# [Records shown]

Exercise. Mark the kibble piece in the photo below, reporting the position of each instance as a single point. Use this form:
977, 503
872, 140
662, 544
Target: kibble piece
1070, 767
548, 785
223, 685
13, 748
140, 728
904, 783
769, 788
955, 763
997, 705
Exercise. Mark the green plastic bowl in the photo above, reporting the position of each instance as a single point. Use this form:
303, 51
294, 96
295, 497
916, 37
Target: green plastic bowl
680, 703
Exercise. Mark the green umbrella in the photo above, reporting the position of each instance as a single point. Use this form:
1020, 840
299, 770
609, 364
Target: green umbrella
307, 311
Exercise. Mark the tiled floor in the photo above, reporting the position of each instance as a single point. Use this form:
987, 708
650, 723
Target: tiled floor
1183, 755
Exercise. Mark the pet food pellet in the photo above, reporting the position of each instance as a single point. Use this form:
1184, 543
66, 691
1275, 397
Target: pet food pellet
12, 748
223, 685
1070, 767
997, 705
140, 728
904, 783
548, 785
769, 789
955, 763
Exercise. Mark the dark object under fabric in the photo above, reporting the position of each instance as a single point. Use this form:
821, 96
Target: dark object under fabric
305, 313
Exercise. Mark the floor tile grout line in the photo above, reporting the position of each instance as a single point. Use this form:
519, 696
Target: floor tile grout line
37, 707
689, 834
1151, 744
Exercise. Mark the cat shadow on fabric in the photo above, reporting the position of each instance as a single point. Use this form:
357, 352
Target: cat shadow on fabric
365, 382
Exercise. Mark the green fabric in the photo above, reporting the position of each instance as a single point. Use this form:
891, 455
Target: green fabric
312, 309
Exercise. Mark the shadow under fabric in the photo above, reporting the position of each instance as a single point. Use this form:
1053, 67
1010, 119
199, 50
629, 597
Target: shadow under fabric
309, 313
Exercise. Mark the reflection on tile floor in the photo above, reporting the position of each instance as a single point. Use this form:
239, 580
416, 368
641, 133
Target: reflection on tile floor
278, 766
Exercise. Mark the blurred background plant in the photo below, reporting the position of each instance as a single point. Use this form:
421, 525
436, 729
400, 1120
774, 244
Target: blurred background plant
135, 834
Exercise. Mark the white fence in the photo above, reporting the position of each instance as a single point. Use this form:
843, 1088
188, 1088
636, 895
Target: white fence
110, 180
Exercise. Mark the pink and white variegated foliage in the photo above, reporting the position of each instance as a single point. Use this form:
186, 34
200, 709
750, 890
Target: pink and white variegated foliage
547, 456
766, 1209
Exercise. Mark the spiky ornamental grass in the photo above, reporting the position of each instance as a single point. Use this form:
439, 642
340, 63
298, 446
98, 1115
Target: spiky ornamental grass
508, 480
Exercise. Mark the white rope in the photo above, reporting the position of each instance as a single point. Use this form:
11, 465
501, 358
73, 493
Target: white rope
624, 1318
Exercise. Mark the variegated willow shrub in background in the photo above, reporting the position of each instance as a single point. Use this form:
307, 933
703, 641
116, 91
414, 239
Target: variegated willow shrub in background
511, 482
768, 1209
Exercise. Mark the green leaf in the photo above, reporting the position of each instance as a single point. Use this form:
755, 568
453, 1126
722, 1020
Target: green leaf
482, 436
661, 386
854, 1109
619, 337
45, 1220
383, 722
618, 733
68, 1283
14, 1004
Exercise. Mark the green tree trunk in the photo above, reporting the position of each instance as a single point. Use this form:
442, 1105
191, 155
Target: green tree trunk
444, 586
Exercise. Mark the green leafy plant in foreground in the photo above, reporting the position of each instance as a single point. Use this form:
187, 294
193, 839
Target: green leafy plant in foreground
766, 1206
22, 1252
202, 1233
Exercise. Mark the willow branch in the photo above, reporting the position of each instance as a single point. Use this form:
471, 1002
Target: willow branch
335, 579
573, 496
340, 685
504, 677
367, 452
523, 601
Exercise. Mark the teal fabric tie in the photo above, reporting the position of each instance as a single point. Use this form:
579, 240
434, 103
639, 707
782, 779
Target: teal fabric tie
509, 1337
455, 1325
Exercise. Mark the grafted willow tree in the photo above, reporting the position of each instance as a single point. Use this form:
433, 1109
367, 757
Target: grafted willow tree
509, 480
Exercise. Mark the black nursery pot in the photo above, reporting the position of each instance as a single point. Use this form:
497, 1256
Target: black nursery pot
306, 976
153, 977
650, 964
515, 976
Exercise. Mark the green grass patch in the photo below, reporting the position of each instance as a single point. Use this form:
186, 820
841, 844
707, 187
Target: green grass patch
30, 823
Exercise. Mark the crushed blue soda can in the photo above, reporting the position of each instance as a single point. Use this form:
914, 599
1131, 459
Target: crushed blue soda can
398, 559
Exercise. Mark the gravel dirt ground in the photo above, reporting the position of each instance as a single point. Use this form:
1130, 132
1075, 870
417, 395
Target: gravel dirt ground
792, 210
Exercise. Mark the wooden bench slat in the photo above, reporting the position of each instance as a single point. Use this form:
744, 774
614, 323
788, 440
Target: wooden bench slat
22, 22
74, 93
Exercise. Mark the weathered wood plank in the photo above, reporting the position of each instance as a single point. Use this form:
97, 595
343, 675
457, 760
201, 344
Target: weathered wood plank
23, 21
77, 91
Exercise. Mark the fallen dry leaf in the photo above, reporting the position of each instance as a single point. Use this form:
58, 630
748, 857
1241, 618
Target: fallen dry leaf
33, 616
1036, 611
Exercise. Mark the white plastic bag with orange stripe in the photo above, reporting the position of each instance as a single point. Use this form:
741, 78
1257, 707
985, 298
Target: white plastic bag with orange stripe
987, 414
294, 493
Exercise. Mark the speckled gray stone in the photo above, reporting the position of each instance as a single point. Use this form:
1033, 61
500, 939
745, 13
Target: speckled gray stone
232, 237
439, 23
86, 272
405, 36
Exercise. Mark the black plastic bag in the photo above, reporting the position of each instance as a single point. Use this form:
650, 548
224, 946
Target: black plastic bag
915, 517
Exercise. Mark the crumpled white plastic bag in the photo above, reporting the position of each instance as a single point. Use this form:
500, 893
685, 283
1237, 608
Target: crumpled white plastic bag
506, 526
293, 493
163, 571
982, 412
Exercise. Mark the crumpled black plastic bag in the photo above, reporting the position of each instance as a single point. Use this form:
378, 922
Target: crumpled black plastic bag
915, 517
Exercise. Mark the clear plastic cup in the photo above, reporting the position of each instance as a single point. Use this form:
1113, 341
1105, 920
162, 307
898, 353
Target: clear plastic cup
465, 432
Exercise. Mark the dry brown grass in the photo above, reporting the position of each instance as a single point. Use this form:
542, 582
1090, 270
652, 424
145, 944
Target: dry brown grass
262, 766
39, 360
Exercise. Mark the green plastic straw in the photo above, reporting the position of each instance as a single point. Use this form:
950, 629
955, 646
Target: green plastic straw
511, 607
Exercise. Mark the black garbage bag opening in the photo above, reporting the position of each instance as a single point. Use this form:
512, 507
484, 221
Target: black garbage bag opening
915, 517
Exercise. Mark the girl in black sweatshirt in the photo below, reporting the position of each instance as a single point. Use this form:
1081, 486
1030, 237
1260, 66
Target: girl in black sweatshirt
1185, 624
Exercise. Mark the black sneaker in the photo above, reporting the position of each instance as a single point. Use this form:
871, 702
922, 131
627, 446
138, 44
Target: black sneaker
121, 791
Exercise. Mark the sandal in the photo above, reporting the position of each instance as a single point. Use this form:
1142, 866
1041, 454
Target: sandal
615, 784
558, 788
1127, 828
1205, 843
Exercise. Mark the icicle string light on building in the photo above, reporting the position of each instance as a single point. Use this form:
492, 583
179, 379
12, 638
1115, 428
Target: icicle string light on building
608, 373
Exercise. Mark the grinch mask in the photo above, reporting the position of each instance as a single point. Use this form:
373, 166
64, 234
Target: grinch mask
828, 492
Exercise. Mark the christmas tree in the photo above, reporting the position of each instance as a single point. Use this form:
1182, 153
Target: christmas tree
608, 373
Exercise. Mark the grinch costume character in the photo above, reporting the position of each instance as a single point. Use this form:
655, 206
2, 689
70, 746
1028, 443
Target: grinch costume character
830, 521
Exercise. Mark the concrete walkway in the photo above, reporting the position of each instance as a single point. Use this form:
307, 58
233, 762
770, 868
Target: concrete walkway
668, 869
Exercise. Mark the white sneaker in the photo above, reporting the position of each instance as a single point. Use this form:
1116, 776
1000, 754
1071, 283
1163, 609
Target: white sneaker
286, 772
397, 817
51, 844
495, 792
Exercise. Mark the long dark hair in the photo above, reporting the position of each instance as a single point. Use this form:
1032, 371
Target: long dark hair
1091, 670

# [Exercise instructions]
Your task is to write out the lines from the one with "Exercise. Mark the girl" through the end of the records, exactly and with nothing added.

# [Result of this exercise]
Exercise. Mark the girl in black sweatshirt in the photo below, reporting the position of each instance as a single point. Use this form:
1081, 486
1030, 237
1260, 66
Target: girl in black sweatshirt
1185, 624
Exercise. Mark the black sneaker in the photo above, reporting the position of each instance as a single point. Use this form:
871, 702
922, 131
627, 446
138, 44
Target: black sneaker
121, 791
Exercise. Mark the sandal in the photo above, reporting the position of each instance as a single point. Use this form:
1142, 866
1041, 454
Target: sandal
615, 784
558, 788
1127, 828
1205, 843
Exercise. Mark the icicle string light on building in the photo above, reporting the position of each instance as a single point. Use this form:
492, 583
179, 379
12, 638
1115, 428
Target: icicle string light on building
608, 373
Exercise. Mark the grinch mask in the photo above, reporting the position of each instance as a single point. Use this form:
373, 166
64, 234
Target: grinch mask
828, 492
Exercise. Mark the christmas tree in the photo above, reporting the position of each instance as a single point. Use this form:
1182, 153
Target: christmas tree
608, 373
Exercise. Mark the grinch costume character in the photo above, reporting the position of each instance as a single point. Use this form:
655, 206
2, 689
70, 746
1028, 443
Target: grinch costume character
830, 521
Exercise. Mark the concrete walkway in the photo above, reporting the position of each instance as a single point. Use this form:
307, 58
233, 762
770, 868
Target: concrete walkway
668, 869
Exercise. Mark the white sneaker in the photo above, reporting the position of each instance as a single point. Use this form:
1116, 776
1000, 754
1071, 283
1163, 609
Target: white sneaker
286, 772
397, 817
51, 844
495, 792
Exercise. Mark the long dark hair in the photo above, reporting the position of each instance as a single point. Use this form:
1032, 371
Target: long dark hair
1091, 670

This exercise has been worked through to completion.